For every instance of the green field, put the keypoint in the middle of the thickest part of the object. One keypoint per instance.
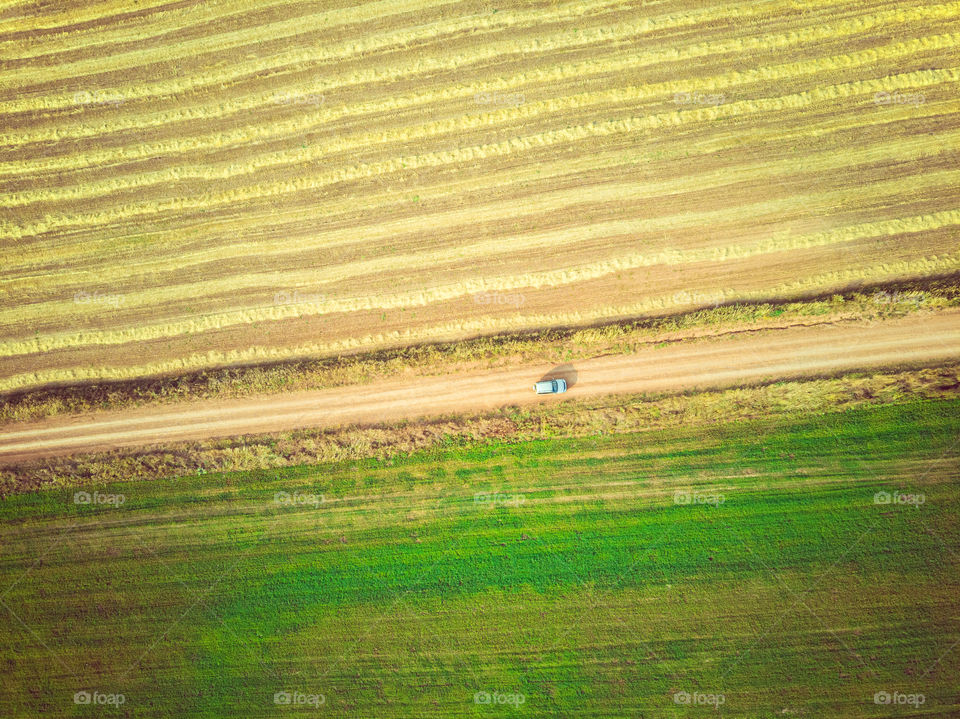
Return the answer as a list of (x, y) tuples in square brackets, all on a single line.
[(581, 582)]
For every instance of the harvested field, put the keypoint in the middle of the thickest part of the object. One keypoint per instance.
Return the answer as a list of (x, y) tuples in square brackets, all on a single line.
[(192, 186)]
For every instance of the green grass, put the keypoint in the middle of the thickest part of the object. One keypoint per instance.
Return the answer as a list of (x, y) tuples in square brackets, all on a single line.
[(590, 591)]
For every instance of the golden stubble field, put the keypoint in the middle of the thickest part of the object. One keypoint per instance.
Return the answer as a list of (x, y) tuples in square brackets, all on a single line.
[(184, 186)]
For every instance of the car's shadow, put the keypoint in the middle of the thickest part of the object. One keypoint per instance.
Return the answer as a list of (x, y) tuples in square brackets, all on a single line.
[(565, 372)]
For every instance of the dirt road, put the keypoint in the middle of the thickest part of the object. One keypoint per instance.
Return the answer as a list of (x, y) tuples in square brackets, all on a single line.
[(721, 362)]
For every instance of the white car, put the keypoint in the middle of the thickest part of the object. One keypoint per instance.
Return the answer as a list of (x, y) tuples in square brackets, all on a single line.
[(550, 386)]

--- --- ---

TASK ITEM: In the records above, copy exactly the lines from the one that contains "For every instance of the white" through the last, and nothing else.

ANSWER TO THIS EXERCISE:
For every instance of the white car, put the keypoint in the middle of the thickest part of the object. One keypoint per instance.
Return the answer as a list of (x, y) tuples in square brackets, all on a single line.
[(550, 386)]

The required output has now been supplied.